■ Supplied records ■
=-=-=-=-=

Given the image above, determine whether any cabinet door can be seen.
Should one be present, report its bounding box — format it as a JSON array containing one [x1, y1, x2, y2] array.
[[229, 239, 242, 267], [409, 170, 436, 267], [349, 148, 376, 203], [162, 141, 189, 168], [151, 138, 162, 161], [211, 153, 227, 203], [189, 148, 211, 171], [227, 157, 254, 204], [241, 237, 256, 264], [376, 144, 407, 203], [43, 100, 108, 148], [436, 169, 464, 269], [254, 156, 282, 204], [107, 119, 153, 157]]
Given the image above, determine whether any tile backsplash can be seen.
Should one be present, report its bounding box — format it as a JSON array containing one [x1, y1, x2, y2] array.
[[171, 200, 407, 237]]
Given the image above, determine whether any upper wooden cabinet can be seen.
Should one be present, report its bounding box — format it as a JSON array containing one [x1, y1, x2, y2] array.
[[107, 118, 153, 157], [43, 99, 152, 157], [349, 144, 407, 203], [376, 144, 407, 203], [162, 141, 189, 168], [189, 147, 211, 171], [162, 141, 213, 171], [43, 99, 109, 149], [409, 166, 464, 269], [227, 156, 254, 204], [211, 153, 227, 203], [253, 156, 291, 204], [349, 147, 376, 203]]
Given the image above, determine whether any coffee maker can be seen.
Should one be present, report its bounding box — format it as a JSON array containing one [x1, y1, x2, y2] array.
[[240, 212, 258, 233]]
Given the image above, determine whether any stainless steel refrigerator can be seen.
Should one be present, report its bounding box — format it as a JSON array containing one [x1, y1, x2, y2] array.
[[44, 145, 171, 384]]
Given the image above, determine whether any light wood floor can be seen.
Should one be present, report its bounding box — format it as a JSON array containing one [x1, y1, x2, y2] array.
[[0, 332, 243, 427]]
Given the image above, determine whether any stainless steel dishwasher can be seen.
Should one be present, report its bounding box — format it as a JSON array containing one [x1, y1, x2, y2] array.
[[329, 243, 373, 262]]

=-=-=-=-=

■ Task details ■
Rescale all the lines above by reproducing each one in full, changing only the bounding-box coordinates in the answers. Multiply every coordinate by 2.25 and round it to a whole number, with halves rounding up.

■ In response ■
Given the image above, determine whether any cabinet door can be seen.
Should one be present, report its bounding box — format it as a JSON array containing one [x1, y1, x2, y2] array.
[[515, 538, 545, 601], [920, 383, 981, 601], [785, 333, 846, 457], [365, 317, 425, 378], [340, 311, 365, 362], [475, 344, 511, 457], [425, 333, 475, 385], [511, 353, 572, 459], [542, 533, 576, 594], [846, 324, 916, 457], [97, 225, 243, 333], [981, 380, 1044, 605], [572, 351, 635, 459], [241, 268, 344, 353]]
Given the image above, determine whether any tile backsplash can be seen.
Should one be present, report its bounding box — format it as a JSON array containing one [x1, y1, x2, y2] array.
[[385, 450, 916, 533]]
Given the image above, determine whether any upper wooden cabinet can be seen.
Should one be present, report its bounding box — format it as a JSON array containing one [x1, y1, x2, y2] array.
[[241, 266, 344, 353], [97, 223, 342, 353], [785, 324, 916, 457], [846, 324, 916, 457], [365, 317, 425, 378], [425, 331, 475, 385], [365, 317, 479, 385], [97, 223, 245, 335], [920, 374, 1044, 605], [511, 351, 572, 459], [475, 344, 511, 457], [569, 351, 655, 459], [785, 331, 846, 457]]
Given the image above, determine whether any coffee maker can be seen.
Should one be present, report its bounding box — format it as a JSON array containing one [x1, y1, x2, y2] array.
[[540, 477, 581, 524]]
Given the image above, determine whether any stainless steel refrigerator can be seen.
Should one be present, report its bounding box — format it as a JSON array containing one [x1, y1, x2, y2] array.
[[99, 326, 385, 864]]
Given the image above, determine whether any light wood floor can be seen.
Should one be present, report its bounding box — format it as a JSON array containing one [x1, y1, x2, y2] array.
[[0, 747, 547, 961]]
Given the image above, determine whether any stainless steel dishwasher can be seen.
Should one be present, report its bounding box — format it as a JSON array containing one [x1, y1, x2, y2] array.
[[740, 547, 839, 590]]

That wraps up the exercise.